Task objective - Repeat every one of the items below, word for word and line for line.

Collected data:
————————
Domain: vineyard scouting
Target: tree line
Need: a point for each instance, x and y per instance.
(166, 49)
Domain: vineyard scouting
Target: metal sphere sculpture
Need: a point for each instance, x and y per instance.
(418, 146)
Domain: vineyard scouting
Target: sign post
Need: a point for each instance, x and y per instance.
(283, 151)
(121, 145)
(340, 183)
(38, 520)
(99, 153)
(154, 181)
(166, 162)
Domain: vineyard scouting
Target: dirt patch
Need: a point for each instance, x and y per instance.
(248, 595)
————————
Task answer -
Domain: vineyard scouting
Target: tree line
Need: a point for each instance, x and y per instance.
(166, 49)
Domain: vineyard scouting
Target: metal sphere sculpture
Need: a point for each instance, x and y per instance.
(418, 146)
Domain: vineyard scouting
Target: sign post
Need: a point for each instance, x and y per instance.
(283, 151)
(121, 145)
(340, 183)
(38, 520)
(99, 153)
(154, 181)
(166, 162)
Domain: vineyard scouting
Target: dirt patch
Need: a point for each instance, x and y per instance.
(248, 595)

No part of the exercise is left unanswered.